▶ RECORDS FOR PROCESSING
- - - - -
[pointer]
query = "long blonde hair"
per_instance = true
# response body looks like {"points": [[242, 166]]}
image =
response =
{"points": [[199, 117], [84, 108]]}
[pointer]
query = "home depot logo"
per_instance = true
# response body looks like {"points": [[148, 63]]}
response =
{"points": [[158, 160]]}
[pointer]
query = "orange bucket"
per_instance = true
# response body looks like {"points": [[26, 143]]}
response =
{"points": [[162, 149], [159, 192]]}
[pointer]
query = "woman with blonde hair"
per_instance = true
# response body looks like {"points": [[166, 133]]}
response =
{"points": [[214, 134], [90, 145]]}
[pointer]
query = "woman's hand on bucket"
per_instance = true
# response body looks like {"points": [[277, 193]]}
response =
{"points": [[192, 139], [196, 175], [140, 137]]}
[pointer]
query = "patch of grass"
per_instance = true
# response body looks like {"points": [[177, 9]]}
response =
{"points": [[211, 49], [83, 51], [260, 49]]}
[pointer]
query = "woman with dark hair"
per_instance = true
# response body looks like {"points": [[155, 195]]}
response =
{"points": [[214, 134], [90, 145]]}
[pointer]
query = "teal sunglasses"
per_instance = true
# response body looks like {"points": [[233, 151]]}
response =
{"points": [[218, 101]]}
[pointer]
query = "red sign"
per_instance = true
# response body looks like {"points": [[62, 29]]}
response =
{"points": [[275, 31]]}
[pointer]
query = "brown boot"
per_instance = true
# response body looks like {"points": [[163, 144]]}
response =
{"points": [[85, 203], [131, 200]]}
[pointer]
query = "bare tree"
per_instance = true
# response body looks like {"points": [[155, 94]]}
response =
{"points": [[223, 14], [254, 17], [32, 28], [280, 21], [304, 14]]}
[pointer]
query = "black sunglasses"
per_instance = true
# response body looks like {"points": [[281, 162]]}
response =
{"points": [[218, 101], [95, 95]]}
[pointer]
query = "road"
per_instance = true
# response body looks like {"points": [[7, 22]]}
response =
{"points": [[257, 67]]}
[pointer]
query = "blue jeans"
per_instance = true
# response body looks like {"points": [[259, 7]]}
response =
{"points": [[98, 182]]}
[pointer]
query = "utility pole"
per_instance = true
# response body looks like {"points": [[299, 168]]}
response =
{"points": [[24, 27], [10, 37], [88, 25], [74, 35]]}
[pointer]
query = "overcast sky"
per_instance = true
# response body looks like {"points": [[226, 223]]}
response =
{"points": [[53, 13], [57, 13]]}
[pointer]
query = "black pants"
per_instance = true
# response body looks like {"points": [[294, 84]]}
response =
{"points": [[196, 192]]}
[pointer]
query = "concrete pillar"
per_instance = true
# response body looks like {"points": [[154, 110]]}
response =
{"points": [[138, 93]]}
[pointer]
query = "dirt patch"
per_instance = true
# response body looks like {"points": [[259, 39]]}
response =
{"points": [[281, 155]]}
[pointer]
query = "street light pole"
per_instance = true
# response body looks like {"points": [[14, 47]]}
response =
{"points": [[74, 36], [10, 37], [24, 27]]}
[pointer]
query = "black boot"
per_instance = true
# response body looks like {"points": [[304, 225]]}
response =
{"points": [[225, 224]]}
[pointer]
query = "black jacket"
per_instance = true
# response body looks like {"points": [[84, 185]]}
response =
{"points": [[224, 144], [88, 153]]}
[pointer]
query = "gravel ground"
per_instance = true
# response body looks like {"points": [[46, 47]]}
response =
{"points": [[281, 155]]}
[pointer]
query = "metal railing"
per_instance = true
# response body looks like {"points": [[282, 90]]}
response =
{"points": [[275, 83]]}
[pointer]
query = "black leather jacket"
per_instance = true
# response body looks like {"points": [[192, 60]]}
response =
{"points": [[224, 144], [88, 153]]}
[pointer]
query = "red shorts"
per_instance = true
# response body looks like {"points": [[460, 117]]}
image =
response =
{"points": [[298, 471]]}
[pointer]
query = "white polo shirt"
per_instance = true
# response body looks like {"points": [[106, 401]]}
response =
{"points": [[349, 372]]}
- - - - -
▶ EXERCISE
Working through the listing above, count every line that holds "black" and answer with the count alone.

▶ PROBLEM SOLUTION
5